→ **PROMPT**: Return every line below exactly, leaving nothing out.

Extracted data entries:
* * * * * * *

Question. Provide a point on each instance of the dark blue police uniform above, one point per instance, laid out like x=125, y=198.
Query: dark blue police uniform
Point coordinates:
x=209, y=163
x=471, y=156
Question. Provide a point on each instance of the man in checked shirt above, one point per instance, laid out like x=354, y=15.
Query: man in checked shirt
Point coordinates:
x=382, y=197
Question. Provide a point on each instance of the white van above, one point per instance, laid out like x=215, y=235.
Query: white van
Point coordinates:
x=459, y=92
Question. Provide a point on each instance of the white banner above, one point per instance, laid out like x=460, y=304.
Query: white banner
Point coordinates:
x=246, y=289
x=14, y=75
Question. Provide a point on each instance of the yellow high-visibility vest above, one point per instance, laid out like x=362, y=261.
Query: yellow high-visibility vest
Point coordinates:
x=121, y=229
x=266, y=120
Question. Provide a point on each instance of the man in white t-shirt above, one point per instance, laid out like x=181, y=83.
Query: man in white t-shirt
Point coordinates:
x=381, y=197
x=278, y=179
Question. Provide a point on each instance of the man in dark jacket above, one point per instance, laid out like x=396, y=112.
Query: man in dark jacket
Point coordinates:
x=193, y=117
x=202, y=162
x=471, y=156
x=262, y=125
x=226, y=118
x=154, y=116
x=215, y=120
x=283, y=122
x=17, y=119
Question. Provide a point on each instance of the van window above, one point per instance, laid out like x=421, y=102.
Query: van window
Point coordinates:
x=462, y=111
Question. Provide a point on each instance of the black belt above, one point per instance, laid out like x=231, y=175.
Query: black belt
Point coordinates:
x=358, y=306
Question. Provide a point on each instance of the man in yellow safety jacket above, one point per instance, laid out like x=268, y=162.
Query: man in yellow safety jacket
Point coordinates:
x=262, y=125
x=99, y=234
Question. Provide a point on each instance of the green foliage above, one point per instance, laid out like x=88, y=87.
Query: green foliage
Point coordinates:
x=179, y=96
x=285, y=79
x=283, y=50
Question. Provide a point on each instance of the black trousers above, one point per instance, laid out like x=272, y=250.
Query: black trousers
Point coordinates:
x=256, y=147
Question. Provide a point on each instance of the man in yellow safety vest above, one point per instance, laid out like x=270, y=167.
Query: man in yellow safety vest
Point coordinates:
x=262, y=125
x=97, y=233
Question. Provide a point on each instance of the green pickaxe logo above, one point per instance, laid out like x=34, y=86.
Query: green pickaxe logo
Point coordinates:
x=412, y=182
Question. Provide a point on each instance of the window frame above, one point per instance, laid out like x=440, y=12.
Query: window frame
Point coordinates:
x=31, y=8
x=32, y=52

* * * * * * *

→ **ANSWER AREA**:
Question. Provide a point on each instance of the dark blue police uniform above, one point per instance, laid out like x=125, y=198.
Query: dark blue police uniform
Point coordinates:
x=209, y=163
x=471, y=156
Question. Provide a point on each instance of the man in checked shirt above, one point per instance, laid out like x=354, y=15.
Query: man in checked shirt
Point coordinates:
x=382, y=197
Question. Provide a point on each instance of the white van above, one point per instance, laid out like x=215, y=235.
Query: white van
Point coordinates:
x=459, y=92
Question. Provide a point on each instance of the white banner above, one point per instance, laid out like x=460, y=304.
Query: white banner
Point coordinates:
x=246, y=289
x=14, y=75
Question. Provide a point on each instance of the yellow high-visibility vest above, one point per instance, laid out like x=362, y=261.
Query: yellow high-visibility vest
Point coordinates:
x=121, y=229
x=266, y=120
Question. Provide a point on each instance of the man in white t-shirt above, one point per instance, laid out like x=181, y=83.
Query: man in white t-shirt
Point coordinates:
x=381, y=197
x=278, y=179
Question. Provide a point on each instance of the man in dark jacket above, one point per instance, laid out like x=396, y=112.
Query: man in dark jacket
Point coordinates:
x=193, y=117
x=202, y=162
x=471, y=156
x=262, y=125
x=226, y=118
x=154, y=116
x=215, y=120
x=283, y=122
x=17, y=119
Question. Provide a point on each instance of the van window above, one point per instance, laid out like x=421, y=102.
Query: van window
Point coordinates:
x=462, y=111
Question. Provide a point on each instance of the black belt above, one point per instance, laid out like x=231, y=175.
Query: black belt
Point coordinates:
x=358, y=306
Question. Provide a point on each instance of the man in yellow safety jacket above, one point per instance, laid out like x=268, y=162.
Query: man in yellow safety jacket
Point coordinates:
x=262, y=125
x=99, y=234
Question. Provide a point on each instance of the green foliage above, one point per instance, laid out like x=88, y=87.
Query: green foliage
Point coordinates:
x=179, y=96
x=285, y=79
x=283, y=50
Question. Provide a point on each instance of the black trousers above, one point per instance, laid out like x=272, y=250.
Query: black trousers
Point coordinates:
x=256, y=147
Question. Provide a point on each instance of the man in yellow safety vest above, one point per instance, laid out like x=270, y=167.
Query: man in yellow safety vest
Point coordinates:
x=262, y=125
x=97, y=233
Question. Provide a point on each instance of the green pickaxe logo above, one point per instance, laid out like x=34, y=86.
Query: green pickaxe logo
Point coordinates:
x=412, y=182
Question. Provide a point on each instance of the window frame above, one point per instance, laid out like x=440, y=12.
Query: window frame
Point coordinates:
x=31, y=8
x=32, y=52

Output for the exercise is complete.